**Aim of the task**
Render the data as a JSON list of strings, from its first line through the line containing "column 233, row 377", both included, with one string per line and blank lines left out. Include nothing past that line.
>> Start Extracted records
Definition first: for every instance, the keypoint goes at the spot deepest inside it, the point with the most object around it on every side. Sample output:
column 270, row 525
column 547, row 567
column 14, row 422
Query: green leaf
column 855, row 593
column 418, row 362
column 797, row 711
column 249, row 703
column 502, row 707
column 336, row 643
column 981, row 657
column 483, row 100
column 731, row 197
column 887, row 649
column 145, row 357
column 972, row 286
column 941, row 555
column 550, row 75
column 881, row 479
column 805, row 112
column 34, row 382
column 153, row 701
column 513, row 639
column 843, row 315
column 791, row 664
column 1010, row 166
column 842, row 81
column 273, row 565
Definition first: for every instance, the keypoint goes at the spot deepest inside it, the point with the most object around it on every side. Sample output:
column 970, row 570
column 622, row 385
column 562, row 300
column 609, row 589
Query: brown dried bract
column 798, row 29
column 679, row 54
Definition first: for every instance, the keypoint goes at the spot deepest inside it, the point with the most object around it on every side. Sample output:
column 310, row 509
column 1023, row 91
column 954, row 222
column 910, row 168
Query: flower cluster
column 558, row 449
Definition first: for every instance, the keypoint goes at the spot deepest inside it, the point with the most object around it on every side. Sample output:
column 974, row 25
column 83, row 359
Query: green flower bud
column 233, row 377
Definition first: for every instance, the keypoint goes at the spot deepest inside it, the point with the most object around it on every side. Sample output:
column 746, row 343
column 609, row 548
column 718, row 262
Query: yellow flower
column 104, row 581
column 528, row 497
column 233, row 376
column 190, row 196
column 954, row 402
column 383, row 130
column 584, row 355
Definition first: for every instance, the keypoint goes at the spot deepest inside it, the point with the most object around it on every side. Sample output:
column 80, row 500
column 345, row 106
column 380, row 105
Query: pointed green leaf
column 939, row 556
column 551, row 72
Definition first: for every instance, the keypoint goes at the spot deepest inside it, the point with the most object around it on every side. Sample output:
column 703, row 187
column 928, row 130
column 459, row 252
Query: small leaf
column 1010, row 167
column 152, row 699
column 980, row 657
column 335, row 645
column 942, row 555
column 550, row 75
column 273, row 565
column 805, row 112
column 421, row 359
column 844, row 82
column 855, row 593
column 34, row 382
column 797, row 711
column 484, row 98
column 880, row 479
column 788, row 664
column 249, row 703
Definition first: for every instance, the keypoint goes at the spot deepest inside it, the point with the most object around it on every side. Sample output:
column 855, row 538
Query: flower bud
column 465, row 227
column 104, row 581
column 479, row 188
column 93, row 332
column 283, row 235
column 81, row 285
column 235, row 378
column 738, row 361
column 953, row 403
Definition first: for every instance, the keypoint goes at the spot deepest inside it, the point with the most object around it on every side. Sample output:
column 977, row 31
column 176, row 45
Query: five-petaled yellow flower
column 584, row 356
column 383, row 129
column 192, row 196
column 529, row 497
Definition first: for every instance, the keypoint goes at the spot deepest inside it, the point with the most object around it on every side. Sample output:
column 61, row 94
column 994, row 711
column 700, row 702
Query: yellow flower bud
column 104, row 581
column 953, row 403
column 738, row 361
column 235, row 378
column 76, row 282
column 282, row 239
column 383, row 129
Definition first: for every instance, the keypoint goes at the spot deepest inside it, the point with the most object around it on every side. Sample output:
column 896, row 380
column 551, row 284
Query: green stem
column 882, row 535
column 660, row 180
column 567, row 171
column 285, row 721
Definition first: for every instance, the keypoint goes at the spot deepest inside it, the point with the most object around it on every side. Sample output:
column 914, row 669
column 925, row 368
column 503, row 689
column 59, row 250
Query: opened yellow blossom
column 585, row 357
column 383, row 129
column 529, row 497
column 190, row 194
>> End Extracted records
**Written reply**
[
  "Definition first: for every instance, the keypoint goes at the spot deepest inside it, the point with the most object around it on every side. Sample output:",
  "column 270, row 525",
  "column 547, row 567",
  "column 14, row 422",
  "Query: green leaf",
  "column 855, row 593",
  "column 418, row 362",
  "column 797, row 711",
  "column 249, row 703",
  "column 502, row 707",
  "column 336, row 643",
  "column 981, row 657",
  "column 483, row 100",
  "column 731, row 197",
  "column 887, row 649",
  "column 145, row 357",
  "column 972, row 286",
  "column 941, row 555",
  "column 550, row 75",
  "column 881, row 479",
  "column 805, row 112",
  "column 34, row 382",
  "column 153, row 701",
  "column 513, row 639",
  "column 843, row 315",
  "column 791, row 664",
  "column 1010, row 166",
  "column 842, row 81",
  "column 273, row 565",
  "Definition first: for every instance, the keypoint goes at the spot deepest inside it, the point with the most object around it on every side. Sample output:",
  "column 970, row 570",
  "column 622, row 385",
  "column 562, row 300",
  "column 609, row 589",
  "Query: brown dried bract",
  "column 798, row 29",
  "column 679, row 54",
  "Definition first: for every instance, the keypoint goes at the spot deepest inside it, the point with the most object around it on every side. Sample output:",
  "column 310, row 509",
  "column 1023, row 91",
  "column 954, row 222",
  "column 910, row 168",
  "Query: flower cluster",
  "column 558, row 449",
  "Definition first: for every instance, the keypoint goes at the spot deepest inside it, the point with the most object around it on every side. Sample output:",
  "column 974, row 25",
  "column 83, row 359",
  "Query: green flower bud",
  "column 233, row 377"
]